Instructions to follow - Every entry in the following data should be output exactly.

Exercise materials -

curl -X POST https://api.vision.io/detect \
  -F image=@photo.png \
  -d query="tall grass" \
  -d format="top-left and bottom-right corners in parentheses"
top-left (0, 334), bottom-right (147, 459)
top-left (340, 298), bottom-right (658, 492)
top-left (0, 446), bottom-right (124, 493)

Expected output -
curl -X POST https://api.vision.io/detect \
  -F image=@photo.png \
  -d query="tall grass" \
  -d format="top-left and bottom-right corners in parentheses"
top-left (0, 334), bottom-right (147, 459)
top-left (340, 298), bottom-right (658, 492)
top-left (0, 446), bottom-right (124, 493)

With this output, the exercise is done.